▶ [What the exercise asks]: Write the records out once more, so that nothing differs from the original.

▶ [Excerpted records]:

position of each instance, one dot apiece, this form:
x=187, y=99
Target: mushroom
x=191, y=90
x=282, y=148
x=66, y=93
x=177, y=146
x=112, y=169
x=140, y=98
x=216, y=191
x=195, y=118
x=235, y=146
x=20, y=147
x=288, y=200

▶ [Answer space]:
position of each instance, one dot apiece, this form:
x=187, y=99
Target: mushroom
x=191, y=90
x=282, y=148
x=66, y=93
x=177, y=146
x=112, y=169
x=140, y=98
x=216, y=191
x=195, y=118
x=235, y=146
x=20, y=147
x=288, y=200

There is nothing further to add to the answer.